# ACTIVITIES:
1. Answer from the passage on Enhabit's staffing:
(a) How many of Enhabit's 41 new hospice nurses are currently in orientation?
(b) By what percentage did cost-per-day increase year over year?
(c) How many new sales hires had Enhabit reported as of January?
2. Write out the passage on Enhabit's staffing word for word, beginning at the words "This factored into" and stopping after "for home health.".

# QUOTED PASSAGE:
☆ ☆ ☆ ☆ ☆ ☆ ☆

Enhabit is implementing the system in phases. The first was completed by the end of 2022, Jacobsmeyer told Hospice News at the Home Care 100 conference in Orlando earlier this year.

“The first phase was really to roll out the whole concept of the model, and so that was literally calls and meetings with individual branches to say, ‘This is what it’s going to look like,’” Jacobsmeyer said. “Then what they needed to do was a gap analysis from their current staffing so that they could determine what they had in place and what they needed before they could truly implement the model.”

Despite the gains, the company relied more heavily on contract nurses during Q4 as its new hires were onboarded. Currently, 30 of its 41 new hospice nurses are in orientation.

This factored into a 12.1% year-over-year increase in cost-per-day, as did reduced clinical productivity and rising expenses for fleet and mileage reimbursement employee group medical claims, CFO Chrissy Carlisle said in the earnings call.

Labor pressures continue to limit capacity in some markets, including seven for its hospice business and 62 for home health.

A second recruitment priority is bolstering the company’s sales force. Enhabit saw its headcount for direct sales staff drop by 83 employees between December 2021 and the end of 2022, though it reported 60 new hires as of January.

“Our regional leadership worked diligently over the past four months on a new organizational structure. We announced phase one at the end of the year and the final phase mid-January,” Jacobsmeyer said. “Historically, our sales and operations team had a very different reporting matrix with little to no alignment. With the new structure now in place, complete alignment now exists. We are confident this sales and operational alignment will drive success clinically and operationally.”

☆ ☆ ☆ ☆ ☆ ☆ ☆

# PROVIDED INFORMATION:
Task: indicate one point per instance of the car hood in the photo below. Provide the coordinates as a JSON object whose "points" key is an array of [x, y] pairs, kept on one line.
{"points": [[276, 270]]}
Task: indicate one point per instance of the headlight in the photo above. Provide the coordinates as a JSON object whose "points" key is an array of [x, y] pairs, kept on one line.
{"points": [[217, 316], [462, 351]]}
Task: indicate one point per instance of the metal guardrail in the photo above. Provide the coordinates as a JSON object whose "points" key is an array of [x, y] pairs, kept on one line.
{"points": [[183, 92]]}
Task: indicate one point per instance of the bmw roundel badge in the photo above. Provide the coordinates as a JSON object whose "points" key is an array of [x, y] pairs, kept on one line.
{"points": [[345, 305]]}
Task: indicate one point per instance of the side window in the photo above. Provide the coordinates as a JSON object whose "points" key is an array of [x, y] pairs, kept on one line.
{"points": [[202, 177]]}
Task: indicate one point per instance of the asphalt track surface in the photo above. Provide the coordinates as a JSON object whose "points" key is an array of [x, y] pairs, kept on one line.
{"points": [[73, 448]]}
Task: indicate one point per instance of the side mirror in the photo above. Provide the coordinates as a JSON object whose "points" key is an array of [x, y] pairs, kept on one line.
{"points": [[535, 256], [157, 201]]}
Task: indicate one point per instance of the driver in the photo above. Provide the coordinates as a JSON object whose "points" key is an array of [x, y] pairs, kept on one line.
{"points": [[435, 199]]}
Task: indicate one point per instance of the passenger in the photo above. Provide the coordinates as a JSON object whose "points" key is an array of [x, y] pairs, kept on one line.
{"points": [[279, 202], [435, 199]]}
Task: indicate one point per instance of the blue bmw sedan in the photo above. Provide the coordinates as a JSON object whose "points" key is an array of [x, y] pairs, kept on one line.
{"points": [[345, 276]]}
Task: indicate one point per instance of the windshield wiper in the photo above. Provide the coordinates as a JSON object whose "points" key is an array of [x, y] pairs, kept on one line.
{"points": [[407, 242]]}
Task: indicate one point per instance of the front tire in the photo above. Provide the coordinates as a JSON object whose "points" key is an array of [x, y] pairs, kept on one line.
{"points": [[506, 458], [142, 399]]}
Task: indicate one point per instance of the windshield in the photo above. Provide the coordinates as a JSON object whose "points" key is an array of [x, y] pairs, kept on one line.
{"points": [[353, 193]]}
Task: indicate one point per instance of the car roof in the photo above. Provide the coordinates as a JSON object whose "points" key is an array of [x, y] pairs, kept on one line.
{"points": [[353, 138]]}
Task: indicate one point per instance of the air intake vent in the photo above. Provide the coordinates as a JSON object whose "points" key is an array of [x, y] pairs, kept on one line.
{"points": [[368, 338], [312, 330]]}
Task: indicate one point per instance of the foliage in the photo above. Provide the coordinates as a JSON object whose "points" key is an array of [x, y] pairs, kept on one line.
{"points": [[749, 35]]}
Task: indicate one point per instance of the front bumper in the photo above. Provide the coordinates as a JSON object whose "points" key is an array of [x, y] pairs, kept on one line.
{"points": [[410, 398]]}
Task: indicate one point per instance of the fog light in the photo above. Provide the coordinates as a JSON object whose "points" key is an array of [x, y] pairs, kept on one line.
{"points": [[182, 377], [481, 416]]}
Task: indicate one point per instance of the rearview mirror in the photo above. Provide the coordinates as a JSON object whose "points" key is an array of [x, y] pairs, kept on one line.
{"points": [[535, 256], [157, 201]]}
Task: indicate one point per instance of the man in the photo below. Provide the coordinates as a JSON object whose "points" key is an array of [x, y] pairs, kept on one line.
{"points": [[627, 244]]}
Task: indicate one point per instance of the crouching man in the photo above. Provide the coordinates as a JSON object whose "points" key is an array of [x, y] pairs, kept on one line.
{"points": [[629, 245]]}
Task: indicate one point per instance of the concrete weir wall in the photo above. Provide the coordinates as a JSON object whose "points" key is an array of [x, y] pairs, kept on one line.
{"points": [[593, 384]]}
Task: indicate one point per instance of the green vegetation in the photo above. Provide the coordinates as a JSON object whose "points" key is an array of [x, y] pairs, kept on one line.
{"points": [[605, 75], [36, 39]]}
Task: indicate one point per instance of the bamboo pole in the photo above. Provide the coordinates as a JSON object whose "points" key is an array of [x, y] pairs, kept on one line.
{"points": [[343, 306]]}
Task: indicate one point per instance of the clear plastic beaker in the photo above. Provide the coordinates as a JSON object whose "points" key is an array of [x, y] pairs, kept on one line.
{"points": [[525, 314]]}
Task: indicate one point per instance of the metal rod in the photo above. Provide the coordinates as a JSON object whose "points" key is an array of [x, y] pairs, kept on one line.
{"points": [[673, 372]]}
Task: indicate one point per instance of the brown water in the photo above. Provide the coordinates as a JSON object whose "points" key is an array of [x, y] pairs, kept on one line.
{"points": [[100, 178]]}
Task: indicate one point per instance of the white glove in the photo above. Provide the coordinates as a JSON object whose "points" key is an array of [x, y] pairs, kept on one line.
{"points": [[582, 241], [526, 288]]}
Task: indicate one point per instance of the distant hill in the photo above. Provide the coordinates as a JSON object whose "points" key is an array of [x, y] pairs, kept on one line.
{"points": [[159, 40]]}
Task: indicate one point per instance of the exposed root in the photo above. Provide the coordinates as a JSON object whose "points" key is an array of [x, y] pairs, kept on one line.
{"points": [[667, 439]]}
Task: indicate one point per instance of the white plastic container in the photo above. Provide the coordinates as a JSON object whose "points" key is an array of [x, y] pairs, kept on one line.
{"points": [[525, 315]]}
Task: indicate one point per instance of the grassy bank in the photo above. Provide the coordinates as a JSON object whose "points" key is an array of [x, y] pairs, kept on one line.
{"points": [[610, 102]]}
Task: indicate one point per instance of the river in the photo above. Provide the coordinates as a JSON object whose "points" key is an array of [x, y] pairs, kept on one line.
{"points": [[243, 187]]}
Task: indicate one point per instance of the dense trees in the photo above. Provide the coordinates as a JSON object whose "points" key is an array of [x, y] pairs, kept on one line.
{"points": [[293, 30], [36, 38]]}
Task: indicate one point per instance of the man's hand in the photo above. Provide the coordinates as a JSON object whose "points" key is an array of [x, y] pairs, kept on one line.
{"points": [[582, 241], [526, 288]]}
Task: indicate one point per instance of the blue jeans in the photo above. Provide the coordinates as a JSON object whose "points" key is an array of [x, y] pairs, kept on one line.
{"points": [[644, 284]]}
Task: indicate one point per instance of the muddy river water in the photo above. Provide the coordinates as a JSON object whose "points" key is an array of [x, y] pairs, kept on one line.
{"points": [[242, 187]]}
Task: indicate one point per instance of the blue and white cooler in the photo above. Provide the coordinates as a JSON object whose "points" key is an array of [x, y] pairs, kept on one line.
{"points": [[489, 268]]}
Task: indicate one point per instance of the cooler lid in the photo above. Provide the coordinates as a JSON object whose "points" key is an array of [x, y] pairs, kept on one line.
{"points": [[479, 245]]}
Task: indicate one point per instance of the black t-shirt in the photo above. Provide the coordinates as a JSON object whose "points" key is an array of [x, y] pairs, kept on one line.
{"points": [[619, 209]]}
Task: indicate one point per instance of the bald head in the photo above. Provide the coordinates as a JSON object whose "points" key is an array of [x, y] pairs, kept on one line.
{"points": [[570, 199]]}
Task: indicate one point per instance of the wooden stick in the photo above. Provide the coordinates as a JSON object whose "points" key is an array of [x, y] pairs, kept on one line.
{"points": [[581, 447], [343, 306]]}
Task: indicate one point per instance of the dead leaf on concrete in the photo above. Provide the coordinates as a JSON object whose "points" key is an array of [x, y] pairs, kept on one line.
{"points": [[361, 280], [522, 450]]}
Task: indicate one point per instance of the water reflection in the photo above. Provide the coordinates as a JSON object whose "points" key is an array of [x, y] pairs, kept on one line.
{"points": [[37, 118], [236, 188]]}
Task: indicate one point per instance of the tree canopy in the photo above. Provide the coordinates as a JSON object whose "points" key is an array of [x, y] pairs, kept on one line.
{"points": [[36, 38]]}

☆ ☆ ☆ ☆ ☆ ☆ ☆

# PROBLEM SOLUTIONS:
1.
(a) 30
(b) 12.1%
(c) 60

2.
This factored into a 12.1% year-over-year increase in cost-per-day, as did reduced clinical productivity and rising expenses for fleet and mileage reimbursement employee group medical claims, CFO Chrissy Carlisle said in the earnings call.

Labor pressures continue to limit capacity in some markets, including seven for its hospice business and 62 for home health.